> _TEXT EXTRACT_:
((
According to some embodiments of the disclosure, a natural language domain may be configured with both a simple token replacement mapping and a programmatic mapping. The simple token replacement mapping and the programmatic mapping may be integrated in one mapping structure, but it may be favorable to store the simple token replacement mapping and the programmatic mapping separately in a memory. By storing the simple token replacement mapping and the programmatic mapping as separate mapping structures, the token replacement according to the simple token replacement mapping and the token replacement according to the programmatic mapping may be performed simultaneously on separate processing threads, so that the efficiency of making token replacements may be improved. For example, the token replacement according to the simple token replacement mapping may be performed by searching a tree structure on one processing thread, while the token replacement according to the programmatic mapping may be performed by parsing regular expressions or running program codes on another processing thread.
))
> _REQUIREMENT A_: List every method the token-replacement passage gives for carrying out a token replacement.
The token-replacement passage has no connection to the records that come after it.

(Part of a data file)
((
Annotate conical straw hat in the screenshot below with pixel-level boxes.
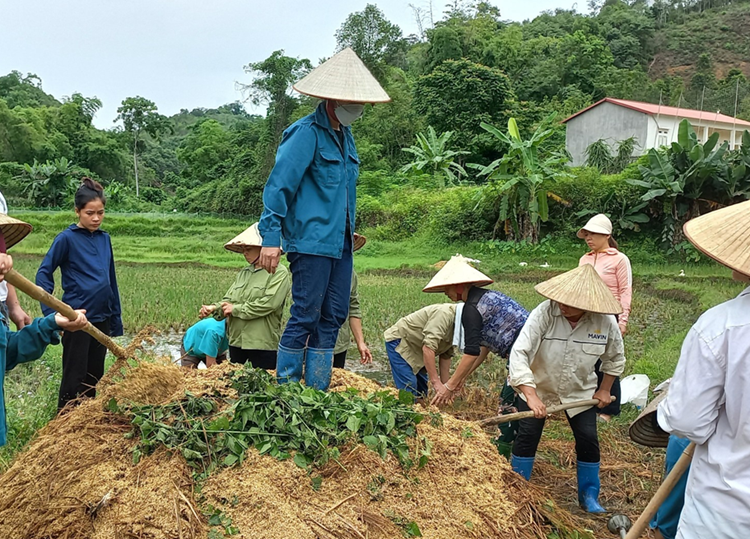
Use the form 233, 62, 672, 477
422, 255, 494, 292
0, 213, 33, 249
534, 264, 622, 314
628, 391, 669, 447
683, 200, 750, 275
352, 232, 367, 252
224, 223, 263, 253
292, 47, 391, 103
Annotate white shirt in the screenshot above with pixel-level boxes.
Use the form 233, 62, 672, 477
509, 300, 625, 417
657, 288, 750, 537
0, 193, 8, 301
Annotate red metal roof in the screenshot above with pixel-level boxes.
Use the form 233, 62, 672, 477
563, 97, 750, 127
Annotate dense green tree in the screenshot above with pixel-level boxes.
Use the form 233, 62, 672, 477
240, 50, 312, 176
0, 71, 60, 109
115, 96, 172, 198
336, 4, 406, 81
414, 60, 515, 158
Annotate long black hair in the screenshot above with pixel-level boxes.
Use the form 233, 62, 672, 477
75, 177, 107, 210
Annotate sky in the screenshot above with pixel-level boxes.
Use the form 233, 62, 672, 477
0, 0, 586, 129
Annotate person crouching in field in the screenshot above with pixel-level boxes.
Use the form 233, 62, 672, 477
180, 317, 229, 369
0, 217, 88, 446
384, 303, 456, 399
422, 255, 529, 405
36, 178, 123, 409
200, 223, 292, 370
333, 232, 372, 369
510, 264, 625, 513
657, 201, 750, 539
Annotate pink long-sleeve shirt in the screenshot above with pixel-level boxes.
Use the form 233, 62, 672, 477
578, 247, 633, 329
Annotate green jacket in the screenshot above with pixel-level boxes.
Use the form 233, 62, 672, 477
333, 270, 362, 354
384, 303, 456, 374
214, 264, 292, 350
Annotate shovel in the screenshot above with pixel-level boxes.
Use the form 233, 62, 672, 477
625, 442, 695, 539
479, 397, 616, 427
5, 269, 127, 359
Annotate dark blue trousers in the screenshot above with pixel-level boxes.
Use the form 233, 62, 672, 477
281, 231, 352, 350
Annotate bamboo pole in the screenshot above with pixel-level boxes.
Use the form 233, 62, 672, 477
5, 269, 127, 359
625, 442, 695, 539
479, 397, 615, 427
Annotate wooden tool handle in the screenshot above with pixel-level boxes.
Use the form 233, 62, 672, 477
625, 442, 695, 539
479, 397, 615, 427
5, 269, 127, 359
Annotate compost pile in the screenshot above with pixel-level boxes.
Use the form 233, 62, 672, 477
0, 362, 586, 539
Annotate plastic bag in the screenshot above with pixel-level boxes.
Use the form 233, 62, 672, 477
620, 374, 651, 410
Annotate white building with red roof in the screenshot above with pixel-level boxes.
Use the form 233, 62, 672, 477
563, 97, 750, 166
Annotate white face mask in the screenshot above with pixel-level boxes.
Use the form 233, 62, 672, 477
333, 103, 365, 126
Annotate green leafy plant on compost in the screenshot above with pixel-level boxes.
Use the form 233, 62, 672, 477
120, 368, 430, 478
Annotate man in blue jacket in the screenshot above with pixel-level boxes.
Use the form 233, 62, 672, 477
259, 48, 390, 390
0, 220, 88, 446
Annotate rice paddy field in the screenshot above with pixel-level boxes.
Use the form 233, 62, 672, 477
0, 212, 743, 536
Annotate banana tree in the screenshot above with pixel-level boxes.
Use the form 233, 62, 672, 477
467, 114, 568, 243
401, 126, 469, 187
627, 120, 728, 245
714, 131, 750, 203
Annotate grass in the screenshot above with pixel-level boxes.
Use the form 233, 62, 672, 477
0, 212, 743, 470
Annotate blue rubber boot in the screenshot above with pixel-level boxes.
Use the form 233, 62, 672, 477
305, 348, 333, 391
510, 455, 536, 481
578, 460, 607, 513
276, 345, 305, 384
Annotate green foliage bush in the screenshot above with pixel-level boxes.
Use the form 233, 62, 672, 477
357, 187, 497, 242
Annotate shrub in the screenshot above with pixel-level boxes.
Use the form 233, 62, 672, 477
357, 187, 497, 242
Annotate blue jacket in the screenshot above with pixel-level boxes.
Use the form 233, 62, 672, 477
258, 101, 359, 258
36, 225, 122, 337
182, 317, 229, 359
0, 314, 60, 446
))
> _REQUIREMENT B_: Put everything in the records from the first line down to the line containing "414, 60, 515, 158" into a Markdown table with the columns Row and Line. Leave the pictures out.

> _FULL SOLUTION A_:
- Searching a tree structure (for the simple token replacement mapping)
- Parsing regular expressions (for the programmatic mapping)
- Running program codes (for the programmatic mapping)

> _FULL SOLUTION B_:
| Row | Line |
|---|---|
| 1 | Annotate conical straw hat in the screenshot below with pixel-level boxes. |
| 2 | Use the form 233, 62, 672, 477 |
| 3 | 422, 255, 494, 292 |
| 4 | 0, 213, 33, 249 |
| 5 | 534, 264, 622, 314 |
| 6 | 628, 391, 669, 447 |
| 7 | 683, 200, 750, 275 |
| 8 | 352, 232, 367, 252 |
| 9 | 224, 223, 263, 253 |
| 10 | 292, 47, 391, 103 |
| 11 | Annotate white shirt in the screenshot above with pixel-level boxes. |
| 12 | Use the form 233, 62, 672, 477 |
| 13 | 509, 300, 625, 417 |
| 14 | 657, 288, 750, 537 |
| 15 | 0, 193, 8, 301 |
| 16 | Annotate red metal roof in the screenshot above with pixel-level boxes. |
| 17 | Use the form 233, 62, 672, 477 |
| 18 | 563, 97, 750, 127 |
| 19 | Annotate dense green tree in the screenshot above with pixel-level boxes. |
| 20 | Use the form 233, 62, 672, 477 |
| 21 | 240, 50, 312, 176 |
| 22 | 0, 71, 60, 109 |
| 23 | 115, 96, 172, 198 |
| 24 | 336, 4, 406, 81 |
| 25 | 414, 60, 515, 158 |